» **WORK TO COMPLETE**: Reproduce the passage of the H. C. Watson letter below that lies between "I have taken" and "any other use.", inclusive.

» **TEXT TO READ**:

From H. C. Watson   20 December [1857]1

Thames Ditton

20 Decr

My dear Sir

I have taken up your list of British plts with subspecies or varieties several times during the week, & still with the same idea arising;—namely, that I am not prepared to go seriatim through it in the manner, & with the brevity, you desired.—2 I do not think any botanist can. And thus, I fear, the only result of my beginning to write notes on your list, is, that the list is defaced & spoilt for any other use.

In writing the final volume of my Cybele Britannica, I find myself unable to carry out the ideas or inquiries originally intended.3 And why?— Mainly, because the limits of species are so uncertain in nature,—so dissimilar in books. Add to this, the extreme inequality in the Structural value of groups designated by the same abstract term (ex. gr. Orders). The result is, I can only group & compare details,—not condense them into real generalisations.

» **DATA SHOWN**:

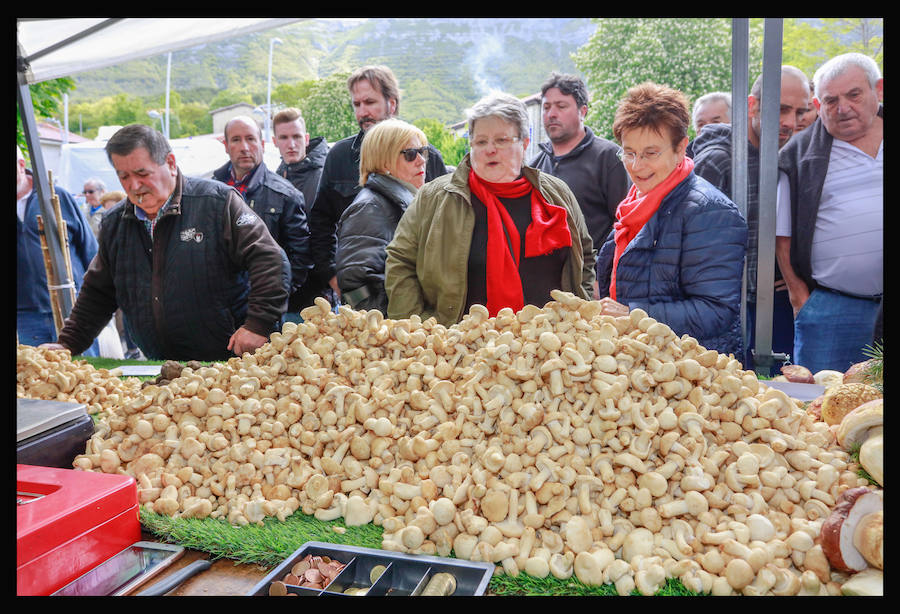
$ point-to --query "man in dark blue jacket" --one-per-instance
(195, 271)
(34, 316)
(375, 95)
(587, 163)
(273, 198)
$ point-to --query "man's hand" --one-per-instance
(612, 308)
(244, 340)
(798, 294)
(51, 346)
(333, 283)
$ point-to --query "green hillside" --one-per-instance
(443, 65)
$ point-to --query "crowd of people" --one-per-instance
(206, 269)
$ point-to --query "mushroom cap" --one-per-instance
(841, 400)
(838, 529)
(855, 425)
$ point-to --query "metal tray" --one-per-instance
(404, 575)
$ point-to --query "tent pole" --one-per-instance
(768, 184)
(740, 86)
(42, 187)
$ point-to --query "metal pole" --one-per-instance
(768, 183)
(168, 81)
(42, 187)
(740, 86)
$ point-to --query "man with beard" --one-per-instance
(375, 95)
(712, 161)
(587, 163)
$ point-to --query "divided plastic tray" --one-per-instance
(404, 574)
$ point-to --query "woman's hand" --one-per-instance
(610, 307)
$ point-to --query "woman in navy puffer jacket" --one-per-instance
(677, 247)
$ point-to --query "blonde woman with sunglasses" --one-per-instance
(392, 164)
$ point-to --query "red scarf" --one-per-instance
(547, 231)
(635, 211)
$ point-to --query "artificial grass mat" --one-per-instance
(272, 542)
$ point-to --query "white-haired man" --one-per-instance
(829, 234)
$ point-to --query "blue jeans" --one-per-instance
(782, 330)
(35, 328)
(831, 330)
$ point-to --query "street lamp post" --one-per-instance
(162, 126)
(268, 122)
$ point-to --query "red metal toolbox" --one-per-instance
(69, 521)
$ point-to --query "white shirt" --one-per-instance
(848, 241)
(20, 206)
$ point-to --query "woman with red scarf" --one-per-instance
(494, 232)
(678, 244)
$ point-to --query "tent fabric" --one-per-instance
(120, 41)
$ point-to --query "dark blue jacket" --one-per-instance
(685, 266)
(31, 279)
(280, 205)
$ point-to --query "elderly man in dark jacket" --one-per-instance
(273, 198)
(195, 271)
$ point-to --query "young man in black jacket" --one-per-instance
(375, 95)
(273, 198)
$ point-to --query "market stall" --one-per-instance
(554, 444)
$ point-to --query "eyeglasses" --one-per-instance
(410, 154)
(630, 158)
(502, 142)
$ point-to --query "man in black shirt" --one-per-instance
(587, 163)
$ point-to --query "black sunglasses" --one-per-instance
(410, 154)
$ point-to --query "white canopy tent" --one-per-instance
(53, 48)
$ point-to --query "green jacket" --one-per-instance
(427, 260)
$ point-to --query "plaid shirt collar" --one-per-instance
(149, 224)
(240, 185)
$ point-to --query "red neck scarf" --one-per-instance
(635, 211)
(547, 231)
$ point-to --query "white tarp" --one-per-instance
(121, 41)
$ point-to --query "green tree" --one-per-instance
(690, 54)
(46, 100)
(452, 147)
(809, 44)
(327, 109)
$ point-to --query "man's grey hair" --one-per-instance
(129, 138)
(246, 119)
(708, 98)
(96, 182)
(786, 71)
(837, 65)
(506, 107)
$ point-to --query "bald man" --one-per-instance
(273, 198)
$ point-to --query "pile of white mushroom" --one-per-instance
(52, 375)
(552, 441)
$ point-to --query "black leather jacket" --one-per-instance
(281, 207)
(363, 232)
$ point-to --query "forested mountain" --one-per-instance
(443, 65)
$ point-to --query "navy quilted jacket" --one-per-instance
(685, 266)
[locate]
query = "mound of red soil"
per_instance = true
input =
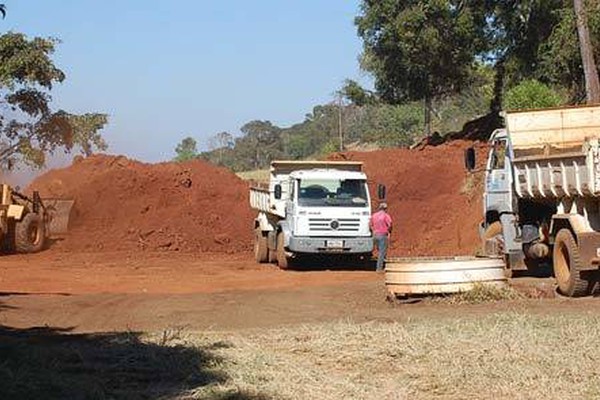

» **RESULT OF THIS TASK**:
I have taken up your list of British plts with subspecies or varieties several times during the week, & still with the same idea arising;—namely, that I am not prepared to go seriatim through it in the manner, & with the brevity, you desired.—2 I do not think any botanist can. And thus, I fear, the only result of my beginning to write notes on your list, is, that the list is defaced & spoilt for any other use.